▶ **RECORDS SUPPLIED**:

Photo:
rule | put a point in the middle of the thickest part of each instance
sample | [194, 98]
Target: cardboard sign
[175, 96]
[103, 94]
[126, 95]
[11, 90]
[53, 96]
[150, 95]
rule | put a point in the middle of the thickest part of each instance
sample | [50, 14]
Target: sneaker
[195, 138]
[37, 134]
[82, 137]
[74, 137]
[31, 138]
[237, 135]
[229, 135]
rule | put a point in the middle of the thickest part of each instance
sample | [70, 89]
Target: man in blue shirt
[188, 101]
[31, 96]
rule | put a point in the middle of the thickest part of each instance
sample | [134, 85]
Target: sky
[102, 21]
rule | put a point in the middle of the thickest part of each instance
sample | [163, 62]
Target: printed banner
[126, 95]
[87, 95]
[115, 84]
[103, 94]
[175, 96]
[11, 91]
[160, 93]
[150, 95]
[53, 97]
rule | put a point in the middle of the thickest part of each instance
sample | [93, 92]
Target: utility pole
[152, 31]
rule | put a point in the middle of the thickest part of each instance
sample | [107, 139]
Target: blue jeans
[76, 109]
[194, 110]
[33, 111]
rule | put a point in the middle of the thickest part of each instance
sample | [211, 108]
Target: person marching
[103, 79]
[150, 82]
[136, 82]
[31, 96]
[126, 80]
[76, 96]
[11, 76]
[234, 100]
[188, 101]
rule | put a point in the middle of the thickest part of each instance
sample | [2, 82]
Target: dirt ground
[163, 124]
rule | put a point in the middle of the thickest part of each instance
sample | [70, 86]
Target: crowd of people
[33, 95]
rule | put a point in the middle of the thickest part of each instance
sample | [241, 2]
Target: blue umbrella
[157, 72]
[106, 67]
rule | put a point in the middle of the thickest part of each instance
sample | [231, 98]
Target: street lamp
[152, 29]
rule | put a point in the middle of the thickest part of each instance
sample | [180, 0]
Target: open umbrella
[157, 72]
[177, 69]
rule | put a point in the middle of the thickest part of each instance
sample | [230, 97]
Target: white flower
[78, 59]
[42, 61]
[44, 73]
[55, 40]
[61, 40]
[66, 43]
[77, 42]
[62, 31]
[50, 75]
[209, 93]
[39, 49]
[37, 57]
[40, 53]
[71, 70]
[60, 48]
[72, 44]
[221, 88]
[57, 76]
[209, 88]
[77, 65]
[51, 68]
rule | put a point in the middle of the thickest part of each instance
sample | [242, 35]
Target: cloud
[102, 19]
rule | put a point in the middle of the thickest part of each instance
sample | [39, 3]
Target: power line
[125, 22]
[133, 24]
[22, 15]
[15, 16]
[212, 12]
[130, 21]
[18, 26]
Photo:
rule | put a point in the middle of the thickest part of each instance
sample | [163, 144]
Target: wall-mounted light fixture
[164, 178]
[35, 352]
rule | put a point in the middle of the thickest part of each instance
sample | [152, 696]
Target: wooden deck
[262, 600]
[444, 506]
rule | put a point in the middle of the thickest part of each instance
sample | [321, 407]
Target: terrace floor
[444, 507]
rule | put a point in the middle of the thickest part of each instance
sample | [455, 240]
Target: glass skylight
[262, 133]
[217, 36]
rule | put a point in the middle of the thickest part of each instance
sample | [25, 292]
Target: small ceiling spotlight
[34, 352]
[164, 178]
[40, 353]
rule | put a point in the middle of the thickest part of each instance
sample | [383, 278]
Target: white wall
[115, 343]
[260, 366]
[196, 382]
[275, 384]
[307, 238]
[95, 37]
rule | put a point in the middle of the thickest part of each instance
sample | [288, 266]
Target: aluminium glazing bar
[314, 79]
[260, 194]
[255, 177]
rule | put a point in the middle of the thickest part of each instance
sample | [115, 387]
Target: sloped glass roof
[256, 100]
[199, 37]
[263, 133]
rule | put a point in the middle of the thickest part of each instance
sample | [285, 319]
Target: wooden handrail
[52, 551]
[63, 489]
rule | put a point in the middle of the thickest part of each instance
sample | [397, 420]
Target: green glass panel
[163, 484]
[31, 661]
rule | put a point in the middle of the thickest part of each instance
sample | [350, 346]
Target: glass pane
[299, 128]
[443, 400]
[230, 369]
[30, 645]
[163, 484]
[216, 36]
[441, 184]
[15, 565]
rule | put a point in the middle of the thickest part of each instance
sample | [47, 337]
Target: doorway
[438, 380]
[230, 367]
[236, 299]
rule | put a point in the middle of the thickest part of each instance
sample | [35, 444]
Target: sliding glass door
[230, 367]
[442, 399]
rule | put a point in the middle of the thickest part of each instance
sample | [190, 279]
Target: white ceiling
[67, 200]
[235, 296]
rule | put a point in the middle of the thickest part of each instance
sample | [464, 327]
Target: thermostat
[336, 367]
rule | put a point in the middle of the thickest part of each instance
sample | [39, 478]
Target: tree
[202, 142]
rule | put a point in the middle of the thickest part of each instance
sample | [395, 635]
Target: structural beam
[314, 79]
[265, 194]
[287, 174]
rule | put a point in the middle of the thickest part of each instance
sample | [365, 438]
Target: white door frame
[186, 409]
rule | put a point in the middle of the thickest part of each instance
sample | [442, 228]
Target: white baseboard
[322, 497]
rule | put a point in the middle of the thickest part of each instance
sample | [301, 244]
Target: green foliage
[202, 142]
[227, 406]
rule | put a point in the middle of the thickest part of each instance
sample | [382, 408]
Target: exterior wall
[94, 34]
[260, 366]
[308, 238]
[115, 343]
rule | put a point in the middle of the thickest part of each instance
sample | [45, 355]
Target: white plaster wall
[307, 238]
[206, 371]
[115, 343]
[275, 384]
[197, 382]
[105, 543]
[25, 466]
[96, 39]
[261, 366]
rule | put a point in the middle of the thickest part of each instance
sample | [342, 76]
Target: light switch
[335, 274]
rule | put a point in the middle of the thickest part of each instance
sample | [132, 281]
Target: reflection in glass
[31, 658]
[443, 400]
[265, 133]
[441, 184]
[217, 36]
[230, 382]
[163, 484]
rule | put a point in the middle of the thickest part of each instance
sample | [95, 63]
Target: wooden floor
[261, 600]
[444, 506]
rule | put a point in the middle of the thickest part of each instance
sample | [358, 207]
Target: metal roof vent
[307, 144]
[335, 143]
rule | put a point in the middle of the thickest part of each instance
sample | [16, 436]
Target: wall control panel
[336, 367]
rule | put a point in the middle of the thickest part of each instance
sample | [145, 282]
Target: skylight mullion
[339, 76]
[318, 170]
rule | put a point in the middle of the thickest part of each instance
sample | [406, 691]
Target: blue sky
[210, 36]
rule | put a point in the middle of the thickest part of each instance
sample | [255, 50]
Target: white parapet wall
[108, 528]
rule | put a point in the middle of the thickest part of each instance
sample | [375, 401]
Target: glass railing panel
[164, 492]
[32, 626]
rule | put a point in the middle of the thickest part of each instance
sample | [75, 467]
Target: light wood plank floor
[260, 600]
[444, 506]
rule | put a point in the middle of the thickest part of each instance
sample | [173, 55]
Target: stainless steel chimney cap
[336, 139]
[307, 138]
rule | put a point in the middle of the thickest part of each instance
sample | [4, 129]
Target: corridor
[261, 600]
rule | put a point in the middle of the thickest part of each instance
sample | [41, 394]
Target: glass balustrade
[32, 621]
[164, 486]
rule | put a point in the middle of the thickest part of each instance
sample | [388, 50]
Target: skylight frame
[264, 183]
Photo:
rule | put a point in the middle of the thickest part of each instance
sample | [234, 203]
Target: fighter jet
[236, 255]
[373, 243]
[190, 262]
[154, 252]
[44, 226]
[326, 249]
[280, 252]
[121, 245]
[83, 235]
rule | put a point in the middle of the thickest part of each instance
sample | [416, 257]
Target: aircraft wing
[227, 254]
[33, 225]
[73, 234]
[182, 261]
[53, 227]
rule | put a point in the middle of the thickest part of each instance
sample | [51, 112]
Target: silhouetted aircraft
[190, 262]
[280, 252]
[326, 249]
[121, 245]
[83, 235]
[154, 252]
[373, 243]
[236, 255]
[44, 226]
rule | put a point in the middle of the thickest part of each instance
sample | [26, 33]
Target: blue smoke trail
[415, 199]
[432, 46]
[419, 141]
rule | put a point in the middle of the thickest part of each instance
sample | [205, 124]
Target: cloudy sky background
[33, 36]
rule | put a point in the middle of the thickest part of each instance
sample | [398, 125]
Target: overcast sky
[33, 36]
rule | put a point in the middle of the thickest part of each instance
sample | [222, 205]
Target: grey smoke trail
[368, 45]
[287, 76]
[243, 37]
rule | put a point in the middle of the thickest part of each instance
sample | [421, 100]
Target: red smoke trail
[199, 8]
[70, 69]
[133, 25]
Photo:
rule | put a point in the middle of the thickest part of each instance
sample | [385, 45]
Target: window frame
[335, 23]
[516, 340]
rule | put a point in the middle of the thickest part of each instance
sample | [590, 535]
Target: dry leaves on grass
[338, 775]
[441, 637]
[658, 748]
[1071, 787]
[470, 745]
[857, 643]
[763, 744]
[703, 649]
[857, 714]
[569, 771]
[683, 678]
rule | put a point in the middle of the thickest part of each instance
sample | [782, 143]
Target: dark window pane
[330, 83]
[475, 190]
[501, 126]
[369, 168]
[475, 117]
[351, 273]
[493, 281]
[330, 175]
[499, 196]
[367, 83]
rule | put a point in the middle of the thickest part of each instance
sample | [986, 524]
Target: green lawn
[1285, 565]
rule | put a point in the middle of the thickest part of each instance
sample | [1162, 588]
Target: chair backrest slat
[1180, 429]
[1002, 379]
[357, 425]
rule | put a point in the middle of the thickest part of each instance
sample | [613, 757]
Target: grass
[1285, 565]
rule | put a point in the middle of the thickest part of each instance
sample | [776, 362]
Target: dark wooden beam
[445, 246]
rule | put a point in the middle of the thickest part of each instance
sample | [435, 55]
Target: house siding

▶ **TASK TO COMPLETE**: Report every line of the rows above that contains the word "wall", copying each such line in full.

▶ **RESULT OF THIS TASK**:
Target: wall-mounted light fixture
Target: white wall
Target: exterior wall
Target: white plaster wall
Target: wall control panel
Target: white parapet wall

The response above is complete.